» EXTRAIT DE PAGE
Le syndicat luxembourgeois OGBL ne dit pas autre chose. Dans un communiqué, l’OGBL se félicite ainsi d'un vote "clairement en faveur de la sécurité du personnel navigant et des passagers" et rappelle avoir "soutenu activement les efforts menés par l’ETF (European Transport Workers’ Federation) pour contrecarrer les plans de la Commission visant une dégradation des conditions de travail du personnel navigant".

Pour Francois Ballestero, secrétaire politique de l'ETF, "la Commission a désormais la possibilité de s’appuyer sur les preuves scientifiques existantes. Les ignorer délibérément en essayant de faire passer son projet au Parlement européen n'a pas fonctionné. Nous espérons que la Commission a reçu le message et agira en conséquence".

Du côté des Verts/ALE  l’eurodéputé luxembourgeois Claude Turmes s’est réjoui de l’appui d’une "écrasante majorité des membres de la commission TRAN du PE à la motion déposée par les Verts" et donc du rejet "des propositions irresponsables de la Commission" qui sont "dangereuses et antisociales pour les pilotes", selon l'eurodéputé. Et celui-ci d'insister sur le fait qu’à l’heure actuelle, un cinquième des incidents au sol ou en vol seraient déjà attribuables à la somnolence des pilotes. "Selon des sondages, près de 36 % des pilotes auraient déjà connu des situations d’endormissement en vol", a-t-il poursuivi.

L’eurodéputé luxembourgeois Georges Bach, également signataire de la motion et en opposition avec son groupe (PPE) sur ce sujet, a aussi manifesté sa satisfaction. "Pour moi c'est important de continuer le débat sur les points qui posent problème et de soumettre la question en final à un vote démocratique en plénière, de manière à ce que chaque député européen soit obligé de se prononcer ouvertement sur cette question et de prendre ses responsabilités", a-t-il estimé

Du côté du PPE justement, l'issue du vote en commission est, au contraire, considérée "regrettable" et due à "de fausses rumeurs répandues pour donner l'illusion que voler deviendrait moins sûr à cause des nouvelles règles européennes", a déploré le député européen belge Mathieu Grosch qui juge que "dans presque tous les cas", les niveaux nationaux de sécurité sont maintenus voir améliorés, selon des propos rapporté par l’Agence Europe.

» TRAVAIL DEMANDÉ
**1.** Indiquez si chacune des affirmations suivantes s'accorde avec l'extrait sur le vote en commission TRAN. Répondez par oui ou par non et citez les mots décisifs du texte. (a) Georges Bach a pris sur ce sujet une position contraire à celle de son groupe. (b) Mathieu Grosch se réjouit de l'issue du vote en commission. (c) D'après Claude Turmes, la moitié des incidents au sol ou en vol seraient dus à la somnolence des pilotes.
**2.** D'après l'extrait sur le vote en commission TRAN, quelle fonction Francois Ballestero occupe-t-il à l'ETF ?
**3.** Poursuivez l'extrait sur le vote en commission TRAN à partir de sa dernière phrase.

» INFORMATIONS
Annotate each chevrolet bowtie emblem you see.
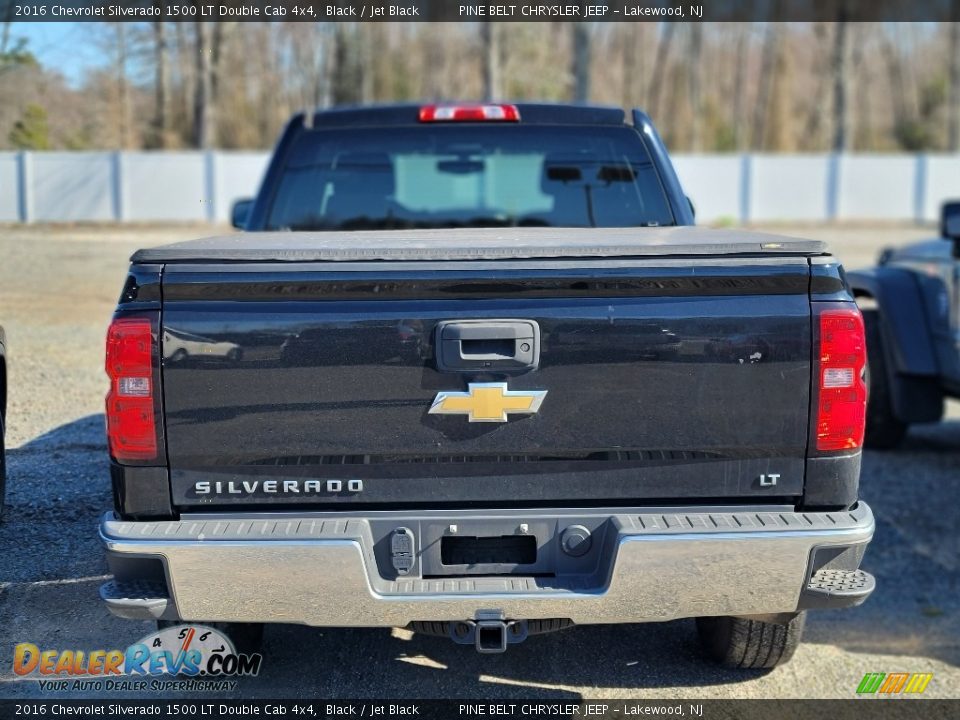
[430,383,547,422]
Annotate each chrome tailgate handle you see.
[435,320,540,372]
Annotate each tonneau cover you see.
[131,226,827,263]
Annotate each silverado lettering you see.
[100,104,875,668]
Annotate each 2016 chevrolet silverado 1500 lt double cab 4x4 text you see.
[100,105,874,667]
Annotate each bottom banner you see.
[0,698,960,720]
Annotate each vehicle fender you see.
[847,267,943,423]
[847,267,939,377]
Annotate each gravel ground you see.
[0,226,960,699]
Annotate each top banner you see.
[0,0,960,23]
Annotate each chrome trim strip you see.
[100,503,874,626]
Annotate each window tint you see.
[267,125,674,230]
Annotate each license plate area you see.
[440,535,537,566]
[420,518,557,578]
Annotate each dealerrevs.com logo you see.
[857,673,933,695]
[13,625,263,692]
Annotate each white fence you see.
[0,152,960,223]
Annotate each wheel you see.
[863,310,907,449]
[157,620,263,655]
[697,612,807,669]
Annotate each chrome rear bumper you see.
[100,503,874,626]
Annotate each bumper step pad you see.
[100,580,170,620]
[801,569,877,610]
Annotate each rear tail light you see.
[107,318,157,460]
[817,308,867,451]
[420,105,520,122]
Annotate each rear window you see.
[266,125,674,230]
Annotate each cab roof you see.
[301,102,626,128]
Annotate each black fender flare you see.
[847,266,943,423]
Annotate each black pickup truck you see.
[100,105,874,667]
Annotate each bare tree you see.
[571,22,590,103]
[831,18,850,152]
[114,22,132,150]
[751,20,783,150]
[732,23,753,152]
[153,20,170,148]
[193,22,216,150]
[480,22,503,100]
[947,7,960,152]
[687,22,703,152]
[650,23,674,119]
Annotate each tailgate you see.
[162,256,811,509]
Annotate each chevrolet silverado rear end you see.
[100,105,873,667]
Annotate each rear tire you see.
[697,612,807,670]
[157,620,263,655]
[863,310,908,450]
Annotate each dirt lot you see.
[0,226,960,699]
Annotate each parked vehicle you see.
[100,105,874,667]
[847,202,960,448]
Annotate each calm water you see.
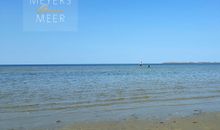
[0,64,220,130]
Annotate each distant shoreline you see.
[0,62,220,66]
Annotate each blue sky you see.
[0,0,220,64]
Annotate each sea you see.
[0,64,220,130]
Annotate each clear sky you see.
[0,0,220,64]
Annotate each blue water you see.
[0,64,220,130]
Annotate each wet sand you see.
[61,112,220,130]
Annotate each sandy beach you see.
[61,113,220,130]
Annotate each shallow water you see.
[0,64,220,129]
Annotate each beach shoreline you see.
[60,112,220,130]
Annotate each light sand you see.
[62,113,220,130]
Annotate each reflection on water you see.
[0,64,220,129]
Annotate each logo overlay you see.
[23,0,77,31]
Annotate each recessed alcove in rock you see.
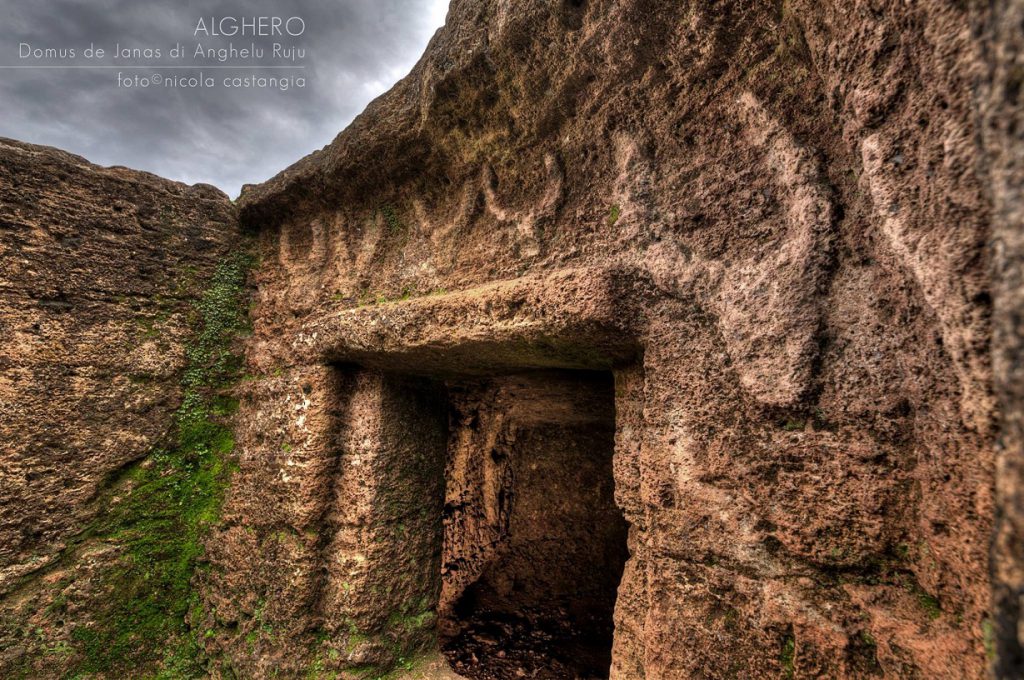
[438,371,628,680]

» VOS RÉPONSES ÉCRITES
**1.**
(a) Oui : « en opposition avec son groupe (PPE) sur ce sujet ».
(b) Non : « l'issue du vote en commission est, au contraire, considérée "regrettable" ».
(c) Non : « un cinquième des incidents au sol ou en vol seraient déjà attribuables à la somnolence des pilotes ».

**2.** Il est secrétaire politique de l'ETF.

**3.**
Une position également défendue par l’industrie aérienne et les représentants des compagnies aériennes.

Pour sa part, le député européen socialiste Saïd El Khadraoui (Belgique), juge que les propositions de la Commission constituent un "compromis acceptable" mais que de nouvelles garanties aux exigences des syndicats des pilotes et membres d'équipage seraient bienvenues.

L’avenir de la proposition se trouve désormais dans les mains des eurodéputés qui devraient se prononcer lors de la séance du 21 octobre 2013. L’issue du vote reste en tout cas bien incertaine, comme le soulignait Georges Bach, selon lequel il se pourrait que "la majorité des députés rejette encore la motion, nombreux étant ceux qui ne veulent pas que le résultat de trois ans de négociations difficiles soit anéanti et aussi parce que la proposition actuelle représente une amélioration de la situation existante dans un certain nombre de pays".

Nombreux sont donc les eurodéputés qui espèrent que la Commission fera un pas pour modifier les points litigieux et plafonner les temps de vol de nuit à 10 heures (contre 11 heures) et à 18 heures la combinaison de temps de veille et vol (actuellement à 22 heures) comme le demandent les syndicats. Si la séance plénière rejette le texte, les législations nationales resteraient alors en vigueur jusqu’à l’adoption d’une nouvelle proposition.